Ausgewählter Auszug |

------------------------------------------------------------------------

Die grässlichen Gesichter des Grauens gesehen

Weimar/Wewelsburg/Drensteinfurt/Neubeckum. Das Grauen hat viele grässliche Gesichter. Mit diesem übereinstimmenden Eindruck kehrten jetzt die 27 Schülerinnen und Schüler der Teamschule Drensteinfurt, der Rosa-Parks-Gesamtschule Neubeckum und deren Lehrer sowie zwölf Seniorinnen und Senioren aus Drensteinfurt von einer Fahrt des Synagogenvereins nach Weimar und zur Wewelsburg zurück. Mona Kolbow, Lehrerin an der Rosa-Parks-Gesamtschule in Neubeckum und Vorstandsmitglied des Synagogenvereins, Referendar Rüdiger Wecke sowie Teamschullehrer Franco Simone hatten die Exkursion zu den Erinnerungsorten vorbereitet und begleiteten die Tour.

------------------------------------------------------------------------

Anforderung A | Entnehmen Sie dem Bericht über die Exkursion nach Weimar wortgetreu alles von „Die grässlichen Gesichter“ bis hinunter zu „begleiteten die Tour.“.
Anforderung B |
Beantworten Sie zum Bericht über die Exkursion nach Weimar folgende Fragen:
(i) Wie viele Schülerinnen und Schüler nahmen an der Fahrt teil?
(ii) Wie viele Seniorinnen und Senioren aus Drensteinfurt fuhren mit?
(iii) Welche Funktion hat Mona Kolbow im Synagogenverein?

------------------------------------------------------------------------

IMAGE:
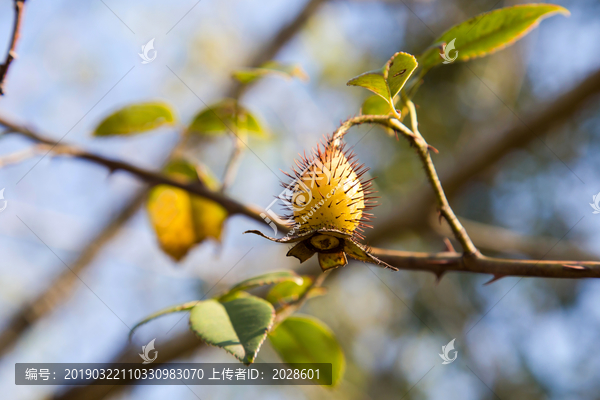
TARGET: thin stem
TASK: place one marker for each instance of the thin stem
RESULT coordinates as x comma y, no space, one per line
12,54
423,151
294,306
438,263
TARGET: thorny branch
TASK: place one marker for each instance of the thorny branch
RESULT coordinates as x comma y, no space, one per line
12,54
438,263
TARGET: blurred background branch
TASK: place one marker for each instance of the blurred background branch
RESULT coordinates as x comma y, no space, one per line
12,48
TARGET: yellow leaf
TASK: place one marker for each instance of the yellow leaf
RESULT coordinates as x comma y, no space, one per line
170,213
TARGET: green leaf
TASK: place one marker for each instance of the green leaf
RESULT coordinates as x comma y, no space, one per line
375,105
388,81
304,339
284,292
268,279
181,220
489,32
136,118
169,310
397,71
225,116
238,326
247,75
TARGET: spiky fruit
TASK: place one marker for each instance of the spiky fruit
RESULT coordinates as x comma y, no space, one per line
328,192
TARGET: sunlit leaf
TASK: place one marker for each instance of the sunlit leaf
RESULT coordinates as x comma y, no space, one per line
136,118
268,279
304,339
248,75
238,326
489,32
397,71
226,116
181,220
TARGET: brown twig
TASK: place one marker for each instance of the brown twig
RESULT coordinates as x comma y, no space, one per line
471,261
12,53
61,287
502,240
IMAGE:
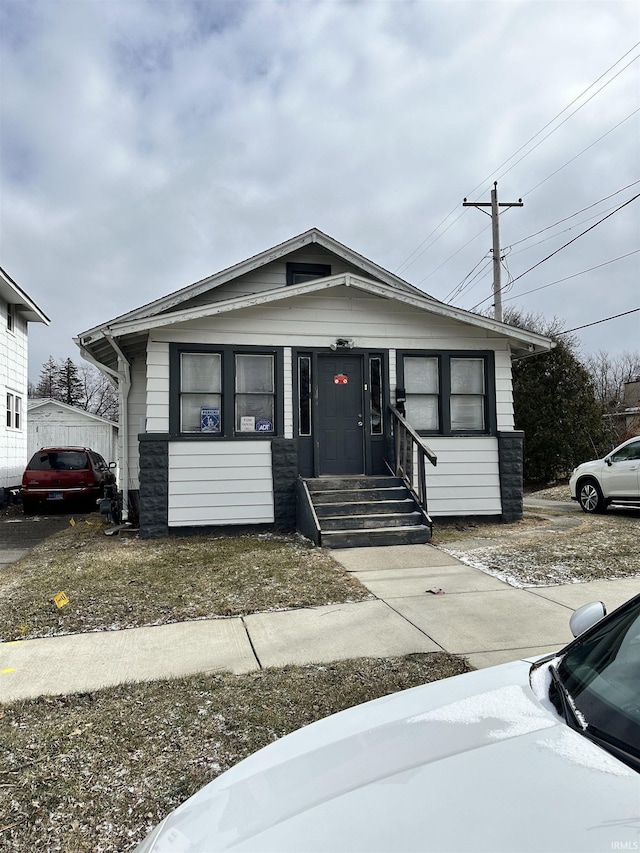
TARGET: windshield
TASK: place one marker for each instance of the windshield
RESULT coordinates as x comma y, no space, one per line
601,675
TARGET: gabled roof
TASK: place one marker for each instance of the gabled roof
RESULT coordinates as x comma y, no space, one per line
308,238
167,311
13,294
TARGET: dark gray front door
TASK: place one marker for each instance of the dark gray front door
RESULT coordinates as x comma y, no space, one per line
340,415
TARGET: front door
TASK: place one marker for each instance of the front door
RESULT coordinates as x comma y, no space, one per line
340,415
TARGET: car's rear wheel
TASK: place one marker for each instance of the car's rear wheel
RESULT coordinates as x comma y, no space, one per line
29,506
590,496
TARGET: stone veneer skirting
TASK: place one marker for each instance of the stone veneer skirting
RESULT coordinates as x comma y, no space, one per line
154,485
510,461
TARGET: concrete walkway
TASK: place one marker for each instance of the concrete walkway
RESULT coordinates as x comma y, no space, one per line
475,615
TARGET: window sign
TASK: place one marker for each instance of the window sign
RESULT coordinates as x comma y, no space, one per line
210,418
255,392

------------------------------------------------------------------------

Fertige Antwort A |
Die grässlichen Gesichter des Grauens gesehen

Weimar/Wewelsburg/Drensteinfurt/Neubeckum. Das Grauen hat viele grässliche Gesichter. Mit diesem übereinstimmenden Eindruck kehrten jetzt die 27 Schülerinnen und Schüler der Teamschule Drensteinfurt, der Rosa-Parks-Gesamtschule Neubeckum und deren Lehrer sowie zwölf Seniorinnen und Senioren aus Drensteinfurt von einer Fahrt des Synagogenvereins nach Weimar und zur Wewelsburg zurück. Mona Kolbow, Lehrerin an der Rosa-Parks-Gesamtschule in Neubeckum und Vorstandsmitglied des Synagogenvereins, Referendar Rüdiger Wecke sowie Teamschullehrer Franco Simone hatten die Exkursion zu den Erinnerungsorten vorbereitet und begleiteten die Tour.

Fertige Antwort B |
(i) 27
(ii) Zwölf
(iii) Sie ist Vorstandsmitglied.